Segmentation labeling entries
* start *

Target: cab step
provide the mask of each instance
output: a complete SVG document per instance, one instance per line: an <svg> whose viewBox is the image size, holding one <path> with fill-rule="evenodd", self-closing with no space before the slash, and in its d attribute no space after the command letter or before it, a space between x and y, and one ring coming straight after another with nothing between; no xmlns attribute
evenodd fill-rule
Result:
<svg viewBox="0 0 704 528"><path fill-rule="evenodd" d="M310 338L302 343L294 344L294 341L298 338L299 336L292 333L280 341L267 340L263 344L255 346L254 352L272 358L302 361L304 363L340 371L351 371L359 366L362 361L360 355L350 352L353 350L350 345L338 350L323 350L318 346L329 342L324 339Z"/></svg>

* end *
* start *

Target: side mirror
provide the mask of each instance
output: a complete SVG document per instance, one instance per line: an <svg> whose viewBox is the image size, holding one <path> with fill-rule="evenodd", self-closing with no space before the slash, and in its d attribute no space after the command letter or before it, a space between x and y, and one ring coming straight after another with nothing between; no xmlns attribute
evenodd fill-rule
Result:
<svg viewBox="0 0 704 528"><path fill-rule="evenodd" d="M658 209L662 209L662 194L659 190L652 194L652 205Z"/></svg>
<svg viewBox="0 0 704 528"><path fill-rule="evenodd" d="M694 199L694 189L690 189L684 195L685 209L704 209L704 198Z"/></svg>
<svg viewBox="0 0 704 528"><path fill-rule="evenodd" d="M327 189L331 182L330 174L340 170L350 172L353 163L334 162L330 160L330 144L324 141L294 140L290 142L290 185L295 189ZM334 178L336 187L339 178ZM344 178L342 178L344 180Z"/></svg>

* end *
* start *

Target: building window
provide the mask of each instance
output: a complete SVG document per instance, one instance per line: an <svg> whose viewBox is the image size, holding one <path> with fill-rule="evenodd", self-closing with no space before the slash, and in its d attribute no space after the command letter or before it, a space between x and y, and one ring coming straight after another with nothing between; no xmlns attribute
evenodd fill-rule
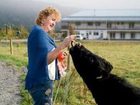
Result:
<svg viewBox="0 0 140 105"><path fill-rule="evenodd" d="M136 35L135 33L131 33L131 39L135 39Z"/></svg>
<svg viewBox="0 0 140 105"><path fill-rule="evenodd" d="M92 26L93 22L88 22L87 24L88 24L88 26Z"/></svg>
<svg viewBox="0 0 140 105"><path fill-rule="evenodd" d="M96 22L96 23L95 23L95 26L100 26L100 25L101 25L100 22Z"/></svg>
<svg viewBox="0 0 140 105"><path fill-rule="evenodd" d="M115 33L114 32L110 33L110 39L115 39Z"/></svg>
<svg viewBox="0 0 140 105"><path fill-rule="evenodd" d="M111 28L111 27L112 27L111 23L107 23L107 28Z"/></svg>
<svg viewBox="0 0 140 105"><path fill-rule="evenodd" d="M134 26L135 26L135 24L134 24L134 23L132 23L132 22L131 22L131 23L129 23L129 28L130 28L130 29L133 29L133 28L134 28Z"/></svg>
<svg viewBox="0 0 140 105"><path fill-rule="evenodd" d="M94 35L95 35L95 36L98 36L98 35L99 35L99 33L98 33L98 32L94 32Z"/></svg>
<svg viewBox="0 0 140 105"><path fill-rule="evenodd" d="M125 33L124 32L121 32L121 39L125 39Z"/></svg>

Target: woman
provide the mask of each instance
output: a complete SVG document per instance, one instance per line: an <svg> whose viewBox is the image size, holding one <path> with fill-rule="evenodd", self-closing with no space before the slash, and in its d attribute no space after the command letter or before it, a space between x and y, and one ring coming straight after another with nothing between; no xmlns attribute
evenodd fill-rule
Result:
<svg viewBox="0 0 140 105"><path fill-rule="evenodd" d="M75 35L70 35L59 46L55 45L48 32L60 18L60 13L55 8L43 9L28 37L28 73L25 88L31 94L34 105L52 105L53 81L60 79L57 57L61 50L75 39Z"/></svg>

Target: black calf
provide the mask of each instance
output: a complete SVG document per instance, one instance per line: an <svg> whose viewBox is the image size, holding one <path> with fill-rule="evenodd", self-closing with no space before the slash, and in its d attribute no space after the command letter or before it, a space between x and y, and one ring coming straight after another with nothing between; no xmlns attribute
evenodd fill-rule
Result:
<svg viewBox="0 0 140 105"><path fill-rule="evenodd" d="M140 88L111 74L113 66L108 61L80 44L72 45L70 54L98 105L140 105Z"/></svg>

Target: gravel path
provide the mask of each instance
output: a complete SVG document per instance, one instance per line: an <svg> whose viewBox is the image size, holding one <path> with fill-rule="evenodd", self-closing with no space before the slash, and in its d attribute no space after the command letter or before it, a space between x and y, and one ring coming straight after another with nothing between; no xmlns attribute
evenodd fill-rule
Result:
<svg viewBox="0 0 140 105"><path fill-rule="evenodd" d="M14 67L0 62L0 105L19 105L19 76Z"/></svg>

* end *

**Direction:**
Present the lines between the one containing "Target: woman" and the one containing "35L70 35L59 46L55", inclusive, as a Markdown table with the columns "No." and "Text". Number each line in "No.", and leave out any blank lines.

**Solution to the exercise:**
| No. | Text |
|---|---|
| 1 | Target: woman |
| 2 | provide the mask of each instance |
| 3 | output: a complete SVG document per instance, one instance per line: an <svg> whose viewBox is the image size, holding one <path> with fill-rule="evenodd", self-closing with no space before the slash, and in its d attribute no space after the command letter or before it, a space between x and y, and one ring coming straight after another with nothing between; no xmlns attribute |
| 4 | evenodd fill-rule |
| 5 | Result: |
| 6 | <svg viewBox="0 0 140 105"><path fill-rule="evenodd" d="M75 35L70 35L59 46L55 45L48 32L60 18L60 13L55 8L43 9L28 37L28 73L25 88L31 94L34 105L52 105L53 81L60 79L57 57L61 50L75 39Z"/></svg> |